▸ SET TASK
Pick out every line below that contains the string "tire" and copy each one.

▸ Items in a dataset
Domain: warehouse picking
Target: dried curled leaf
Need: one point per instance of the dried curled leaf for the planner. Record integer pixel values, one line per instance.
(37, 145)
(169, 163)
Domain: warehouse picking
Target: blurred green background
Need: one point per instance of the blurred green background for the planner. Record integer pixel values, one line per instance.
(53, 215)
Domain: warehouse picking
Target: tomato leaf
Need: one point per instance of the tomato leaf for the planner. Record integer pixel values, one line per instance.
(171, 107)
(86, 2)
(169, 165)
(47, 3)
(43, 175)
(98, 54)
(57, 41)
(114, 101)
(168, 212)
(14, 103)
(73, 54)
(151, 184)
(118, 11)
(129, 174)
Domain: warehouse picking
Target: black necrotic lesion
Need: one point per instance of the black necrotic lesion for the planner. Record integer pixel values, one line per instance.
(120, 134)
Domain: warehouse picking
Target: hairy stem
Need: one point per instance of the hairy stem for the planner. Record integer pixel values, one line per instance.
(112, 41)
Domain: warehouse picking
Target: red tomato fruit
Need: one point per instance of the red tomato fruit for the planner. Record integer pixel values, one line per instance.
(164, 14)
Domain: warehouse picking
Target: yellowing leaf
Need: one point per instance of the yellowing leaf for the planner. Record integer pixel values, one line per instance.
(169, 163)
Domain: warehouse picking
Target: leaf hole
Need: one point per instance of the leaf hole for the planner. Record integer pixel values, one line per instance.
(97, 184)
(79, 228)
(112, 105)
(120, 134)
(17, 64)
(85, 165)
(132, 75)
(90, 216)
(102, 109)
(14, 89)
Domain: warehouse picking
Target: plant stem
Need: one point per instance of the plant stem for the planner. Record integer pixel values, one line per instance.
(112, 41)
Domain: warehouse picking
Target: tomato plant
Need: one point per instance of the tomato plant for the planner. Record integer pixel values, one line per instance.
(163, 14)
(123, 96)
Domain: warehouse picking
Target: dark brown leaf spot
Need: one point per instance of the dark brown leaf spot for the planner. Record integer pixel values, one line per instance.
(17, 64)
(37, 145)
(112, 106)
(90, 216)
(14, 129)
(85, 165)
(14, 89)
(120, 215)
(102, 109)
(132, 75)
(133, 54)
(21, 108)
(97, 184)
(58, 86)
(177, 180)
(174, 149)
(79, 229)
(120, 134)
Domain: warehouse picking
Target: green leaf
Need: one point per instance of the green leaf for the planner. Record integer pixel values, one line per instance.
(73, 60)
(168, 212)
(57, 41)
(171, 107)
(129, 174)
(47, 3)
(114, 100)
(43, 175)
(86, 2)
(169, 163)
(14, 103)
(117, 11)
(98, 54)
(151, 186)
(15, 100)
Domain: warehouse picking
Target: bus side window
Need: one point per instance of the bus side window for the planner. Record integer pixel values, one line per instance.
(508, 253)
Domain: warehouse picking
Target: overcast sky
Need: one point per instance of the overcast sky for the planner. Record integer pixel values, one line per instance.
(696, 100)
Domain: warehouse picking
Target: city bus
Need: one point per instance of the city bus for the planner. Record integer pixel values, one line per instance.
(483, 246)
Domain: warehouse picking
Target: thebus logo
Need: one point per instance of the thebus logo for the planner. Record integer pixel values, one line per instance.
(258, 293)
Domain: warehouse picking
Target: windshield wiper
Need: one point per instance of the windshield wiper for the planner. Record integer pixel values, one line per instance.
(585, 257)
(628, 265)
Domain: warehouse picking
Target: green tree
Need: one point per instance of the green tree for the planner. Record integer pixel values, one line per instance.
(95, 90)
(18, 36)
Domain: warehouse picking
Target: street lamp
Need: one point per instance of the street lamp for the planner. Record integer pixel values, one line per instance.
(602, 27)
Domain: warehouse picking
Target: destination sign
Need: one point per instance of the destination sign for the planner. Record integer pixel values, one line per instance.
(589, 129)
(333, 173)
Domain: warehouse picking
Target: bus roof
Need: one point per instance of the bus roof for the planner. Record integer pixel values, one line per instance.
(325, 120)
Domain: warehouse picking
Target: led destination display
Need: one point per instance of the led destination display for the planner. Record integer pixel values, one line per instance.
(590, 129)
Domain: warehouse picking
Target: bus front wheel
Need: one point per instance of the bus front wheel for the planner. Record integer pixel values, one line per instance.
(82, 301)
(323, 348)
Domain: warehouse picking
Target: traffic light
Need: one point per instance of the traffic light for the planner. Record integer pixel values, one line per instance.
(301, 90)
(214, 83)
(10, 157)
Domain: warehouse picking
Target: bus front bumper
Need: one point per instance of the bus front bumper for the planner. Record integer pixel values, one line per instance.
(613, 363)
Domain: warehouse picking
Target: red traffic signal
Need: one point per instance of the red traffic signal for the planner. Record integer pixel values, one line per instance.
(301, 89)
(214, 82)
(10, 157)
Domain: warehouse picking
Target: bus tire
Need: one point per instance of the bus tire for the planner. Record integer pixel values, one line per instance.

▸ TASK SOLUTION
Target: bus tire
Need: one point per instance of the bus tire for the planner. Record integer pixel values, one line per instance.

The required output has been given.